**Excerpt provided**
For a small country, Eritrea has recently been getting a lot of attention in the news – issues surrounding the quality of life of it’s citizens, UN sanctions and the disappearance of it’s national soccer team in Kenya. On a much more optimistic note, despite it’s reluctant to work with external partners, the government has now been working for years with George Washington University (GWU) and Physicians for Peace (PFP) to address the severe physician shortage in the country. This month, the Orotta School of Medicine graduate it’s first class of 31 physicians and 8 pediatricians. A result of a collaboration between Physicians or Peace and the George Washington University, the medical school and three residency programs have been established over the last three years to address the severe physician shortage. Plans are now underway to start an internal medicine program – a challenging and very exciting undertaking that I am leading at GWU. As I embark on this journey to learn about this country in East Africa I am reminded of the similarities in the region, yet the unique culture, history and challenges of each individual country.

**Dataset entries**

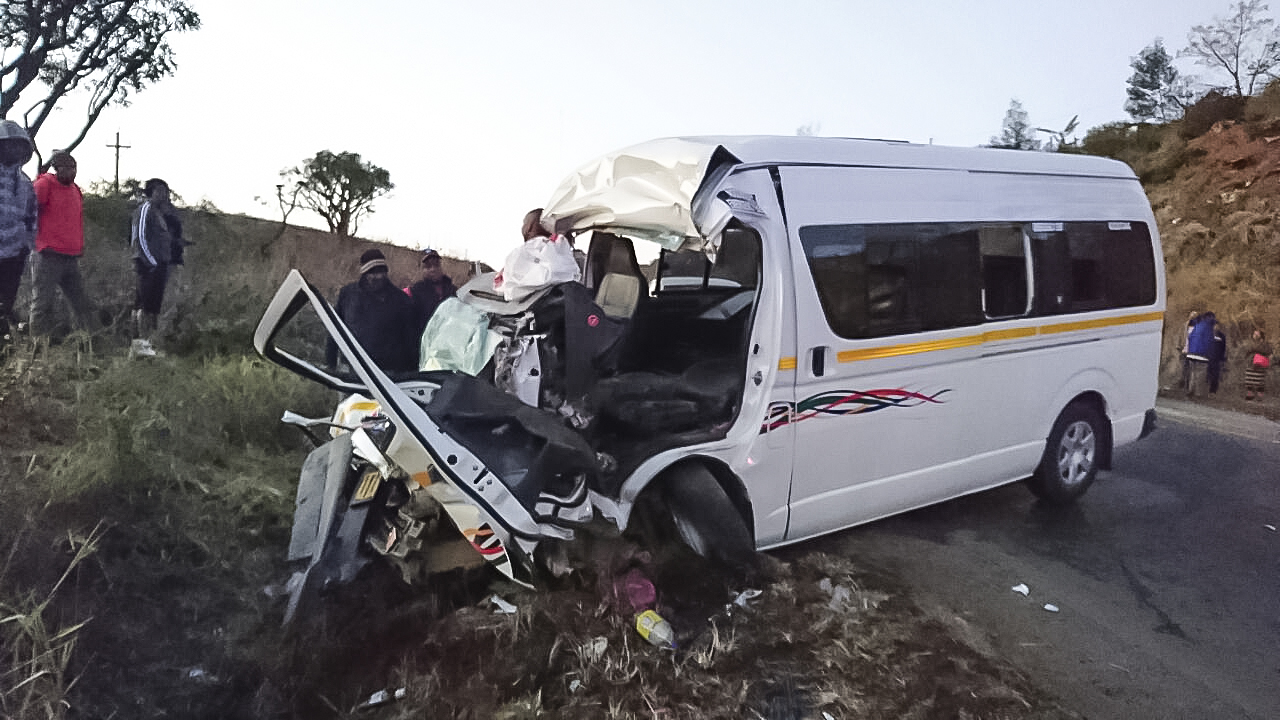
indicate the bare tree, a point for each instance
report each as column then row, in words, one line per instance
column 339, row 187
column 1057, row 141
column 1246, row 45
column 109, row 49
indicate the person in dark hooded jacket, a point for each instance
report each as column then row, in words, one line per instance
column 17, row 217
column 380, row 317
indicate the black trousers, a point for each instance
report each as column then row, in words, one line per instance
column 10, row 277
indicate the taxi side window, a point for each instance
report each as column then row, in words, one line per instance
column 1082, row 267
column 882, row 279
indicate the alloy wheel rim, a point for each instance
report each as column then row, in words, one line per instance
column 1075, row 452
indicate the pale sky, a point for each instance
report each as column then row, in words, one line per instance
column 479, row 109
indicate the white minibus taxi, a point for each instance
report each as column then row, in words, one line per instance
column 833, row 331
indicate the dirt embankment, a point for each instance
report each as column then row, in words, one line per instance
column 1216, row 217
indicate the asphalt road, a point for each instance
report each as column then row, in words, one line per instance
column 1166, row 574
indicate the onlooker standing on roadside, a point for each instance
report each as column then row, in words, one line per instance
column 429, row 292
column 1257, row 355
column 380, row 317
column 59, row 245
column 152, row 244
column 1217, row 359
column 1185, row 383
column 17, row 217
column 1200, row 349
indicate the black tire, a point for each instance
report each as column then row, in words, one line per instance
column 705, row 519
column 1072, row 455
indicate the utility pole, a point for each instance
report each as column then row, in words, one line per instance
column 118, row 147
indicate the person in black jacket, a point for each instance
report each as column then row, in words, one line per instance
column 429, row 292
column 380, row 317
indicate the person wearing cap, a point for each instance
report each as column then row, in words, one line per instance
column 380, row 317
column 17, row 217
column 59, row 245
column 151, row 240
column 432, row 290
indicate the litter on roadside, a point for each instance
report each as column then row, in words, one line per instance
column 840, row 595
column 656, row 629
column 594, row 650
column 382, row 697
column 502, row 606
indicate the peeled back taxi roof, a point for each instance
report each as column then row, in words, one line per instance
column 649, row 191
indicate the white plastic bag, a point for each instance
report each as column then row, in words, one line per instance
column 538, row 263
column 457, row 338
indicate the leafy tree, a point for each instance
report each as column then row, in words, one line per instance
column 1016, row 133
column 1156, row 91
column 1244, row 45
column 106, row 49
column 339, row 187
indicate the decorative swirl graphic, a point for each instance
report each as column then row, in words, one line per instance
column 845, row 402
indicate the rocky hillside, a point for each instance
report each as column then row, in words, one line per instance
column 1215, row 196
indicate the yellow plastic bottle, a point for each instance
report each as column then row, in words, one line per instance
column 656, row 629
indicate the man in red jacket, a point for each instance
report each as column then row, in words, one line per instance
column 59, row 244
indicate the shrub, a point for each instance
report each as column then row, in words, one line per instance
column 1127, row 142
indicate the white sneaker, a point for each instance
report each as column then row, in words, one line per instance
column 141, row 347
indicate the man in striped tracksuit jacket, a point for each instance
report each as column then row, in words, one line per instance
column 152, row 242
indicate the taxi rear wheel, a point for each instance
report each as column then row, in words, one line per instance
column 705, row 519
column 1072, row 455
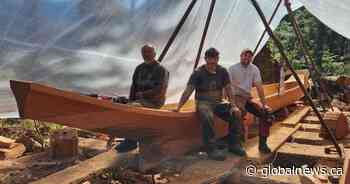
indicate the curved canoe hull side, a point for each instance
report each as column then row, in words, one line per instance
column 49, row 104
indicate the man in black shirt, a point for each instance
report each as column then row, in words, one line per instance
column 210, row 81
column 148, row 88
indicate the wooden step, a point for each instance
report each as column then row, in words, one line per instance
column 310, row 127
column 314, row 151
column 6, row 142
column 296, row 116
column 279, row 135
column 345, row 178
column 12, row 153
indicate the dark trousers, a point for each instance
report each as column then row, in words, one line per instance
column 265, row 118
column 206, row 112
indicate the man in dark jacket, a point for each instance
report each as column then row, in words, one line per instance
column 148, row 88
column 210, row 81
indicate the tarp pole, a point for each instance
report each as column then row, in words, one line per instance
column 204, row 35
column 263, row 34
column 284, row 56
column 176, row 31
column 308, row 59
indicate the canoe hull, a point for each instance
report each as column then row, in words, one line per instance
column 170, row 129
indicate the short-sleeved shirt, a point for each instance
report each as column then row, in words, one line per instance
column 244, row 78
column 152, row 80
column 209, row 86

**Study questions**
1. According to the passage on Eritrea's physician shortage, how many physicians are in the Orotta School of Medicine's first graduating class?
2. Resume the passage on Eritrea's physician shortage, continuing after its final sentence.

**Outputs by task**
1. 31 physicians, along with 8 pediatricians.

2.
Some background on the country, Eritrea is only slightly larger than Pennsylvania, on the east coast of Africa between Djibouti and Sudan. Having separated from Ethiopia in 1997, it is a small country with a population of just over 5.5 million, 97% of whom are under the age of 65 years (the median age is 18years and life expectancy is just over 61 years). 20% of the population lives in urban areas (the capital of which is Asmara), therefore, the majority live in rural areas. The fertility rate is 4.7 which is high for western standards but puts it behind many other sub-Saharan African countries. Interestingly, the rate of HIV infection is just over 1% (much lower than other parts of eastern and southern Africa). That said, they are at risk of other infectious diseases such as the Neglected Tropical Diseases, Hepatitis, Malaria and Typhoid Fever.
Currently, there is only one political party – The People’s Front for Democracy and Justice. The economy of Eritrea is largely based on subsistence farming with 80% of the population involved in farming and herding. A May 2000 offensive by Ethiopia affected a large portion of land and homes in Eritrea and the government has since been trying to stabilize the economy and make improvements to infrastructure. Unemployment, illiteracy and low skills are challenges that need to be addressed for Eritrea to make economic strides.
With the news of UN sanctions on Eritrea being approved, and given the backdrop of the political and economic challenges within the country, the collaboration between GW, PFP and Eritrea provide a ray of hope for at least better access to care, better health and utlimately a better life.